> [EL PROBLEMA]: Vuelve a escribir el fragmento del texto sobre The St. Regis Punta Mita que va desde "Las texturas del" hasta "revela como descubrimiento.", ambos incluidos. Cambia "maderas cálidas" por "piedras volcánicas".

> [TEXTO]:
Bajo el cielo generoso de Punta Mita, donde el océano besa la tierra con un murmullo eterno, entre palmas que danzan con la brisa y senderos perfumados por bugambilias, se alza The St. Regis Punta Mita como un poema arquitectónico que honra la esencia de México.
Todo comienza con el silencio. Un silencio profundo, que no es ausencia de sonido, sino presencia de paz. Desde el primer instante, la atmósfera me envolvió como un susurro de bienvenida. La mirada se pierde en el horizonte donde el mar se tiñe de azul cobalto y el alma, casi sin permiso, se rinde ante tanta belleza.

Las texturas del lugar —maderas cálidas, tejidos artesanales, cerámicas que parecen contar historias antiguas— se entrelazan con una arquitectura que abraza lo auténtico sin renunciar a lo sofisticado. Es un equilibrio perfecto entre lo rústico y lo divino, entre lo que se siente como casa y lo que se revela como descubrimiento.

> [DATOS PROPORCIONADOS]:
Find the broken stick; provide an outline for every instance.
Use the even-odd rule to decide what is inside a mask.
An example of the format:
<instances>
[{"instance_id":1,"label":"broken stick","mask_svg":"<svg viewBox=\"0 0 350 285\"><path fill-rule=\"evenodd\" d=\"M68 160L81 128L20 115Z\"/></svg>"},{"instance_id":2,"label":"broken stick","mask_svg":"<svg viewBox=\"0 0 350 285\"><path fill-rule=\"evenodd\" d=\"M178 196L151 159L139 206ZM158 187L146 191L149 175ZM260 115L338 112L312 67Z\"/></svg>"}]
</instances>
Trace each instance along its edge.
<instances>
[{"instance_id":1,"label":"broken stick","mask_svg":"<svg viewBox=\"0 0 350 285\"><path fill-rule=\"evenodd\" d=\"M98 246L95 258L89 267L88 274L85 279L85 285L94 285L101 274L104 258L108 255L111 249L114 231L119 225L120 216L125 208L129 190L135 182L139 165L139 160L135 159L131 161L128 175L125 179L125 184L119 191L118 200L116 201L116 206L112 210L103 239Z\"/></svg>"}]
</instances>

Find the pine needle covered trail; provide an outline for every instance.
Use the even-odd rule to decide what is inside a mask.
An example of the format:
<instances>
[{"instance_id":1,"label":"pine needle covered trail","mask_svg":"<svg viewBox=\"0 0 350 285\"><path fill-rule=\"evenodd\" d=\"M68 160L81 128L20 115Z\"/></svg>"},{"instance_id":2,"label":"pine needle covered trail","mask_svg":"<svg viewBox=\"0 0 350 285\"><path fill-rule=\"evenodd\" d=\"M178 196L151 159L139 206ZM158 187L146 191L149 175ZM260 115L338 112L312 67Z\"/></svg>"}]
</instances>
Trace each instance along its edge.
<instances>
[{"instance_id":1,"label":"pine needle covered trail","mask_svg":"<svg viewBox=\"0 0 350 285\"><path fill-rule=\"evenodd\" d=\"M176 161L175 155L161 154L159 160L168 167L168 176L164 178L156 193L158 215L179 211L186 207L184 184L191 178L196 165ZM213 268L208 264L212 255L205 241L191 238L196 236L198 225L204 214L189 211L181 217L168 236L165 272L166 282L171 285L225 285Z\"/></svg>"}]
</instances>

> [RESULTADO]:
Las texturas del lugar —piedras volcánicas, tejidos artesanales, cerámicas que parecen contar historias antiguas— se entrelazan con una arquitectura que abraza lo auténtico sin renunciar a lo sofisticado. Es un equilibrio perfecto entre lo rústico y lo divino, entre lo que se siente como casa y lo que se revela como descubrimiento.